*ACTION ITEM*
Once the line containing "find the brown stone" is found in the entries below, restate it and each following line word for word, stopping after the line containing "find the water surface".

*RECORDED INFORMATION*
○ ○ ○ ○ ○

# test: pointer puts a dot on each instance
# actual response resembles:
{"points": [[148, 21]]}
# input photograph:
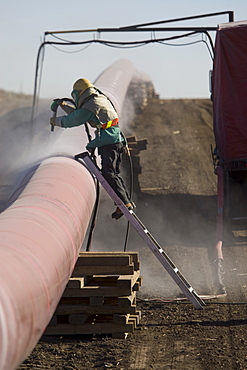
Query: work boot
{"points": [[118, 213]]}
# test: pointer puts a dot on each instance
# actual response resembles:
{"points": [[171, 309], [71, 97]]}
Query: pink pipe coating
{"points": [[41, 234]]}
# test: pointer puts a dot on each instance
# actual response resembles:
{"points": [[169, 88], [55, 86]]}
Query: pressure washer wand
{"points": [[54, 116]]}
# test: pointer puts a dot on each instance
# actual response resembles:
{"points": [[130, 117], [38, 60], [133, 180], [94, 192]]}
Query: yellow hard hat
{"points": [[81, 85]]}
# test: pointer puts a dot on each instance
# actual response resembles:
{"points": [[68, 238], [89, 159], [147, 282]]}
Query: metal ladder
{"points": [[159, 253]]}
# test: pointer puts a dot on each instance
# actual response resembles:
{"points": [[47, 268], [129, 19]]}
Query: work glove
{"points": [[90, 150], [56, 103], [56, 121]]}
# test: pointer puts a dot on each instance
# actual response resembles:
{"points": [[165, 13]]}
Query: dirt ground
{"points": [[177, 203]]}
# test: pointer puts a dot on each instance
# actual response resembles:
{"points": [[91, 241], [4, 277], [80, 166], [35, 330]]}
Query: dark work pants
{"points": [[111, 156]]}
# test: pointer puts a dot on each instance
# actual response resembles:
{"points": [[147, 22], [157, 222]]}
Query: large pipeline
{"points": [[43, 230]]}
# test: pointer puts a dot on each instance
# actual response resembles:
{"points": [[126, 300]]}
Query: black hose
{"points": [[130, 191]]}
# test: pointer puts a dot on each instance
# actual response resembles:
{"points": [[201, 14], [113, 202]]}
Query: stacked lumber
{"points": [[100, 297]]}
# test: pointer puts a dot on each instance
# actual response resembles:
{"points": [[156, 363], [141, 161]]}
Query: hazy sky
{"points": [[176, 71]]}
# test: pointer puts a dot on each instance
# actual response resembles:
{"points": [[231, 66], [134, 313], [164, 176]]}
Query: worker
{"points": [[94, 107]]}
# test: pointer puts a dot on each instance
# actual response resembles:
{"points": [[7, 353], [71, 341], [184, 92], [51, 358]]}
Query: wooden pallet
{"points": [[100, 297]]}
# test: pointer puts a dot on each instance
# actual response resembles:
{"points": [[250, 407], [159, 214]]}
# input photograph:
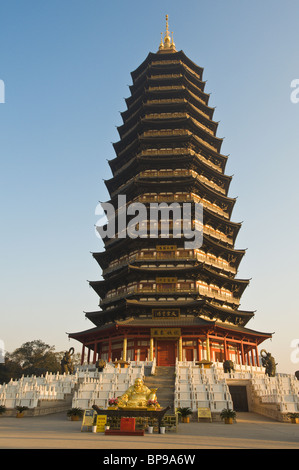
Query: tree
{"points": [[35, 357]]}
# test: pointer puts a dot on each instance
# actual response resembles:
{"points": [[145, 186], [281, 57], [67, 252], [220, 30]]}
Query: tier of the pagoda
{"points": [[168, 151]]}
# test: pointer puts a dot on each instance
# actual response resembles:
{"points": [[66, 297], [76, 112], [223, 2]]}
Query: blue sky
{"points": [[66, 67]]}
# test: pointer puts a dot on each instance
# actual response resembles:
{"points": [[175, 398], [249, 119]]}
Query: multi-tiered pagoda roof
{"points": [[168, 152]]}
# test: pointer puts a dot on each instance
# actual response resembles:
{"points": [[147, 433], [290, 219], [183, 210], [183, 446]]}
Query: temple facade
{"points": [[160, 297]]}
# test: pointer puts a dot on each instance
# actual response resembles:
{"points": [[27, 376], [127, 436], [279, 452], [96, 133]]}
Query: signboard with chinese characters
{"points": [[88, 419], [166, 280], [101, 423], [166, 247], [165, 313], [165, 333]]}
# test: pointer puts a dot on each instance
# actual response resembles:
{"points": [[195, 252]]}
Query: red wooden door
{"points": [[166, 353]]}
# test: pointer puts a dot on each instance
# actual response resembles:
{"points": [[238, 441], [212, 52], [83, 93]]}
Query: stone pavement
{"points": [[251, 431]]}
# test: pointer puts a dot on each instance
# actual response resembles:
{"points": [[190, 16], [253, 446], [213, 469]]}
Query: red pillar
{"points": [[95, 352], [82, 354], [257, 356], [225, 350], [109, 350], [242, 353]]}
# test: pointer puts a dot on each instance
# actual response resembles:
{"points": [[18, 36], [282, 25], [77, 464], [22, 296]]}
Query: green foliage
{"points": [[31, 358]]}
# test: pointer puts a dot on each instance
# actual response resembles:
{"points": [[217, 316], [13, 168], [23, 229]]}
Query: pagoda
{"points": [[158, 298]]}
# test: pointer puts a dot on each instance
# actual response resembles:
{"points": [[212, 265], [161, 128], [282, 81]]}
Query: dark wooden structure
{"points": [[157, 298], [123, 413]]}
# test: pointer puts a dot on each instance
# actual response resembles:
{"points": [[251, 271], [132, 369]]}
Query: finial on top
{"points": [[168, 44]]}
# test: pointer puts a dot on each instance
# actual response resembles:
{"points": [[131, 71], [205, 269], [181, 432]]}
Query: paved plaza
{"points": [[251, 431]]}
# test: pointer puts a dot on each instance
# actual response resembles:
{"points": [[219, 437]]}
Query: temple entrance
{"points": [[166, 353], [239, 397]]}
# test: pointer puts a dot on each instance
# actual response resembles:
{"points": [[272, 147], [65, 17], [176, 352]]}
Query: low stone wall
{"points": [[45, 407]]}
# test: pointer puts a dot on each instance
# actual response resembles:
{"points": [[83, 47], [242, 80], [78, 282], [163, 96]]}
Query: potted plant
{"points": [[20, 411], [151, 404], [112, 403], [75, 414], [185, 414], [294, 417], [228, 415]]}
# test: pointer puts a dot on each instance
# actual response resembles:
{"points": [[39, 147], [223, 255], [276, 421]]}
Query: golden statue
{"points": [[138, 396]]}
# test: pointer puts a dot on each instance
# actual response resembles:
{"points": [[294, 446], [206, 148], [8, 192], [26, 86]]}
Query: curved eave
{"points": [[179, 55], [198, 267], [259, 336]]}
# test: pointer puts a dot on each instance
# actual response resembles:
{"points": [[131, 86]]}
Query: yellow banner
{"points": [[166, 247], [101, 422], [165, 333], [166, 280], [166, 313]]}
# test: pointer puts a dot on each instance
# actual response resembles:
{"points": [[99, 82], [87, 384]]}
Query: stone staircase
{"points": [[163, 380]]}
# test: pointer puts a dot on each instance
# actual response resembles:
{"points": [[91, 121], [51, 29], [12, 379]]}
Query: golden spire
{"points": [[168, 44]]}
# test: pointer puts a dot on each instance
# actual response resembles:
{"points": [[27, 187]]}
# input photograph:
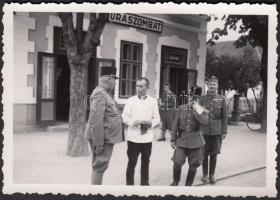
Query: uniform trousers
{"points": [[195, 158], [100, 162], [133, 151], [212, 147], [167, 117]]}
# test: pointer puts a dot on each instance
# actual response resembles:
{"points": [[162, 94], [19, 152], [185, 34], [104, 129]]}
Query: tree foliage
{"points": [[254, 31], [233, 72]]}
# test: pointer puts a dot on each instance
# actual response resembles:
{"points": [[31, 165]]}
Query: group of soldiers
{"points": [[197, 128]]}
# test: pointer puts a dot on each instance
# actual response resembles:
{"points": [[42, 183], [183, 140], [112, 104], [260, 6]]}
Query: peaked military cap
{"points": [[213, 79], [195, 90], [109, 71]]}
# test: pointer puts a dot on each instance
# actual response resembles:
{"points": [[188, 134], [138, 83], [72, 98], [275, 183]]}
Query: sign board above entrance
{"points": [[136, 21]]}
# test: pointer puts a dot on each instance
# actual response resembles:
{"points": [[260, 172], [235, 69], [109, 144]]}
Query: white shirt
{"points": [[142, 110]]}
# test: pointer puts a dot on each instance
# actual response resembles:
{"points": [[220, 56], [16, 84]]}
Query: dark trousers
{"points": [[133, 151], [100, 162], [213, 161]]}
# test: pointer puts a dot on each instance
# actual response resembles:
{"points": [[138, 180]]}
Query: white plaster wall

○ ○ ○ ○ ○

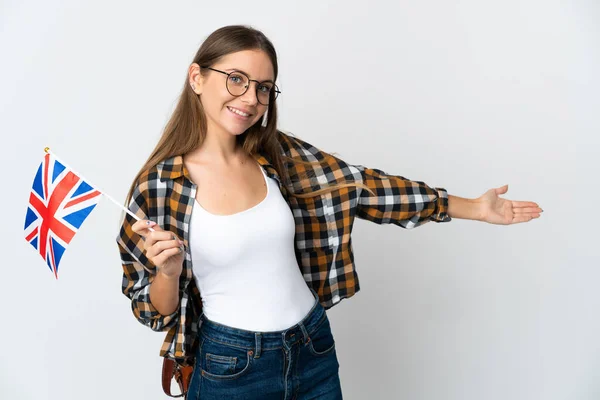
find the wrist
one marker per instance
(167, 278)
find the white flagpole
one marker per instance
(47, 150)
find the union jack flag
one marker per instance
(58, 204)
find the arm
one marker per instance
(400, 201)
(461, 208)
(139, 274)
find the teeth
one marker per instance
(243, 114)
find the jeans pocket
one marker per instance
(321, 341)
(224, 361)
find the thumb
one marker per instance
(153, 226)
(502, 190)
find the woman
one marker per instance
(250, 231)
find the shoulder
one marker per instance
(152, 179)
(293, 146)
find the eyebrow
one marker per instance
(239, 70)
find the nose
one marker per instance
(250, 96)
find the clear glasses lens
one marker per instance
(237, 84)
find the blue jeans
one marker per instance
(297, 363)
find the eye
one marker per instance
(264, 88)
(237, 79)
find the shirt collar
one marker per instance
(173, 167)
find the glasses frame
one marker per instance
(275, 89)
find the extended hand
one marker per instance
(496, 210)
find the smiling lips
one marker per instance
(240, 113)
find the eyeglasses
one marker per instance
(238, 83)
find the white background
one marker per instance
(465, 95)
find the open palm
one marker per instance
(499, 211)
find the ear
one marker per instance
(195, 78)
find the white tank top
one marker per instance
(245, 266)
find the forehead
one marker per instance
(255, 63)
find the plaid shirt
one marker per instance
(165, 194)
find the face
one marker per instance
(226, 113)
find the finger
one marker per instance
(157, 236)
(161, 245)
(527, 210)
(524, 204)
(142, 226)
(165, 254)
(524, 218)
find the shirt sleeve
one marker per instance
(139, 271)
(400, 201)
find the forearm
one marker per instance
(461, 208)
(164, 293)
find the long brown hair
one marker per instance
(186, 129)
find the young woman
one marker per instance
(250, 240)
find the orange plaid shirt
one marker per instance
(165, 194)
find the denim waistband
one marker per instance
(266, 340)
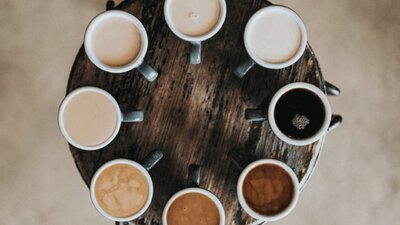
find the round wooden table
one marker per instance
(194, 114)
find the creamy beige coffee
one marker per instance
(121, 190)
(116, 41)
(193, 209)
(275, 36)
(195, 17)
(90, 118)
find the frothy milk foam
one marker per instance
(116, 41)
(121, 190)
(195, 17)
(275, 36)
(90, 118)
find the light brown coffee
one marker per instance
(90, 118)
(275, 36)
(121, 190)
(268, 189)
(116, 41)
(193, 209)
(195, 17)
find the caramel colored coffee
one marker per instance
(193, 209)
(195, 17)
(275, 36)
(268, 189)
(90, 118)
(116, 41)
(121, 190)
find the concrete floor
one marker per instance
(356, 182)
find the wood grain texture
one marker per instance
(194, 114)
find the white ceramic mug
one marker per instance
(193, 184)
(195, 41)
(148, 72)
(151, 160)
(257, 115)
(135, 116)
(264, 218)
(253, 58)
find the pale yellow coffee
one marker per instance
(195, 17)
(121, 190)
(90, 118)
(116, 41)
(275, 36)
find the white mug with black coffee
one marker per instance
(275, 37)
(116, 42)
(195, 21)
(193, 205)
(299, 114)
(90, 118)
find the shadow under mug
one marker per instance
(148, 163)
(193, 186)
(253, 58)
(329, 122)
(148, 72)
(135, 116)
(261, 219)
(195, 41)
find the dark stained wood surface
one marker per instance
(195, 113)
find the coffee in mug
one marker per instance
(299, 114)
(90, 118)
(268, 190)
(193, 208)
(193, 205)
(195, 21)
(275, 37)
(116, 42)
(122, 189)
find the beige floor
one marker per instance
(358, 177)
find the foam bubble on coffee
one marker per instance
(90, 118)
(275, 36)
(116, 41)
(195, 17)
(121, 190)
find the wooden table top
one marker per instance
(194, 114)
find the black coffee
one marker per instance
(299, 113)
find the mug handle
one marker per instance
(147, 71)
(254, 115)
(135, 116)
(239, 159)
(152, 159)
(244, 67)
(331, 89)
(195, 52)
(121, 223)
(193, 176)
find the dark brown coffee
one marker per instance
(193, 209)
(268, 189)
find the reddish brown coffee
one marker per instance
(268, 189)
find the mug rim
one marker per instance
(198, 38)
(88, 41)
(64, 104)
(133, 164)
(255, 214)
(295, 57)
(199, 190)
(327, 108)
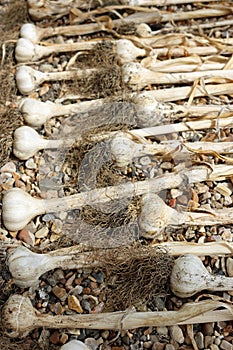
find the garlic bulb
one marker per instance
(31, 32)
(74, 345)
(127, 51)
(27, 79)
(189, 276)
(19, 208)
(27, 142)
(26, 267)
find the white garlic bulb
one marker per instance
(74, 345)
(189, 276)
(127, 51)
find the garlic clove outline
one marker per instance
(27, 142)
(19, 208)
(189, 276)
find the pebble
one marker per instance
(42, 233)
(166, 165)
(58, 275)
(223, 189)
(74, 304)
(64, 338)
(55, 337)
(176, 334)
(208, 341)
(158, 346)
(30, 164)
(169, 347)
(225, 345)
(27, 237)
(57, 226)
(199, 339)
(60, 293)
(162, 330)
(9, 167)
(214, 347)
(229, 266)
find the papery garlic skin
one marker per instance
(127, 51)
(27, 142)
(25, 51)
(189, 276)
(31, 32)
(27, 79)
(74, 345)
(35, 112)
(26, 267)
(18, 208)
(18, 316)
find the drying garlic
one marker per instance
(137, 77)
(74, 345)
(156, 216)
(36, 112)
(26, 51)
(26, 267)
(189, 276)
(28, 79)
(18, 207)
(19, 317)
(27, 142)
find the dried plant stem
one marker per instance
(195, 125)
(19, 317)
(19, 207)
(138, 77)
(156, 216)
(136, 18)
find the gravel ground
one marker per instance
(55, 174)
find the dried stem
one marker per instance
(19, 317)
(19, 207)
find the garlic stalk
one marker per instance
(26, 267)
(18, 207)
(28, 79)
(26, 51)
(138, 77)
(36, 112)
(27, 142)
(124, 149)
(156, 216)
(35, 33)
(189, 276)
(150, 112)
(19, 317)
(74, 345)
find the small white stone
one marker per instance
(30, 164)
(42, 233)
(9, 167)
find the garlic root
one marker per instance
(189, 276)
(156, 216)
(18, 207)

○ ○ ○ ○ ○

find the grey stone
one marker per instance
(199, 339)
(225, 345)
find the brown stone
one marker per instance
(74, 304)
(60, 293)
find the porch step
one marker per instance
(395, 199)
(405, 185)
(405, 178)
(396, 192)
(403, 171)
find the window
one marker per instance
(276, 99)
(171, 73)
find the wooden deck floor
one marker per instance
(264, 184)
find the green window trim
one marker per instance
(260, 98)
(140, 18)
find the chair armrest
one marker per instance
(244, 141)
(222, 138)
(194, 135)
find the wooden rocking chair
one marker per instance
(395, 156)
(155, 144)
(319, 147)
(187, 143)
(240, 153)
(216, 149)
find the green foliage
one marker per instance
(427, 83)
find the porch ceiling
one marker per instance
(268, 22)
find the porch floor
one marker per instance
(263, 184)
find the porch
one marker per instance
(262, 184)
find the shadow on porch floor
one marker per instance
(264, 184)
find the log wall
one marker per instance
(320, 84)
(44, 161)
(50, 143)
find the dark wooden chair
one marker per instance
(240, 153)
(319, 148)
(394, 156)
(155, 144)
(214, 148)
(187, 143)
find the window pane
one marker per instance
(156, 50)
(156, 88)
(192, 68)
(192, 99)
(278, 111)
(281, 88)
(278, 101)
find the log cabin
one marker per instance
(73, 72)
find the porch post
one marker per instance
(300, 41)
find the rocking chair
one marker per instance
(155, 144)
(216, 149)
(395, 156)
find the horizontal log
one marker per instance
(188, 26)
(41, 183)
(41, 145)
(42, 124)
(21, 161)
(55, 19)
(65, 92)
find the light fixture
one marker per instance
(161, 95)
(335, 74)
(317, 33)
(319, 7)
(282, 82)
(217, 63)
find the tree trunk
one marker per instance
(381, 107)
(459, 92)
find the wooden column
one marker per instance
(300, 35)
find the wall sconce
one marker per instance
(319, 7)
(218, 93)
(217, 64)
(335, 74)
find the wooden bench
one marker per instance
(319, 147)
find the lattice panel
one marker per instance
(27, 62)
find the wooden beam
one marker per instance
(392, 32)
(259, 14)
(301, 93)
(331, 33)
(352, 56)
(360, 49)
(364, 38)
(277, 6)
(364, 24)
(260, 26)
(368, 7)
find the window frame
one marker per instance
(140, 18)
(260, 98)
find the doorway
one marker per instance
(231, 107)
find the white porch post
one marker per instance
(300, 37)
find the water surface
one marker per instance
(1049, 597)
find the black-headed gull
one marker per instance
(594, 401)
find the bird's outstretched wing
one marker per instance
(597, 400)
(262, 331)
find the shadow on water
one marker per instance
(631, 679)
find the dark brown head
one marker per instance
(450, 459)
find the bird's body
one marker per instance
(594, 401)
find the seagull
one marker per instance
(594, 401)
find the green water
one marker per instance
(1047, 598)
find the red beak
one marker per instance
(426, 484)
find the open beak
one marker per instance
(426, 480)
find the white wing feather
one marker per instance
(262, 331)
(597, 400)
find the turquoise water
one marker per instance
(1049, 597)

○ ○ ○ ○ ○

*RESULT FOR THIS EXERCISE*
find the brown stone
one marker per instance
(74, 304)
(60, 293)
find the porch step
one marker per instance
(395, 199)
(405, 185)
(405, 178)
(396, 192)
(403, 171)
find the window
one marker per instance
(276, 99)
(171, 73)
find the wooden deck floor
one marker per instance
(264, 184)
find the green window trim
one marker per instance
(260, 98)
(140, 18)
find the chair armrest
one marker per instance
(244, 141)
(222, 138)
(194, 135)
find the wooden rocking chair
one marker per instance
(395, 156)
(155, 144)
(319, 147)
(187, 143)
(240, 153)
(216, 149)
find the green foliage
one marker per instance
(427, 83)
find the porch ceiling
one marker per instance
(268, 22)
find the porch floor
one marker per instance
(263, 184)
find the porch
one marker per instance
(262, 184)
find the shadow on porch floor
one marker per instance
(264, 184)
find the log wall
one marker per instance
(320, 84)
(44, 161)
(50, 143)
find the dark wooden chair
one marker per instance
(240, 153)
(319, 148)
(394, 156)
(155, 144)
(214, 148)
(187, 143)
find the window pane
one marker per instance
(156, 50)
(156, 88)
(192, 68)
(192, 99)
(278, 111)
(281, 88)
(278, 101)
find the log cabin
one marker per instance
(73, 72)
find the porch post
one marker per instance
(300, 41)
find the rocking chair
one marker per instance
(155, 144)
(216, 149)
(395, 156)
find the horizontal log
one marker per instance
(188, 26)
(41, 183)
(41, 145)
(42, 124)
(21, 161)
(55, 19)
(65, 92)
find the light fixture
one marker per instance
(161, 95)
(335, 74)
(317, 33)
(319, 7)
(282, 82)
(217, 63)
find the tree trunk
one marker per instance
(381, 107)
(459, 92)
find the wooden column
one marker per instance
(300, 35)
find the wall sconce
one marker per instance
(319, 7)
(218, 93)
(217, 64)
(335, 74)
find the wooden bench
one marker per instance
(319, 147)
find the lattice panel
one marker per instance
(27, 62)
find the wooden beam
one marker per instance
(392, 32)
(259, 14)
(301, 93)
(331, 33)
(352, 56)
(360, 49)
(364, 38)
(277, 6)
(364, 24)
(260, 26)
(368, 7)
find the window frame
one marker per instance
(140, 18)
(260, 98)
find the doorway
one marker per instance
(231, 107)
find the white porch post
one marker per instance
(300, 37)
find the water surface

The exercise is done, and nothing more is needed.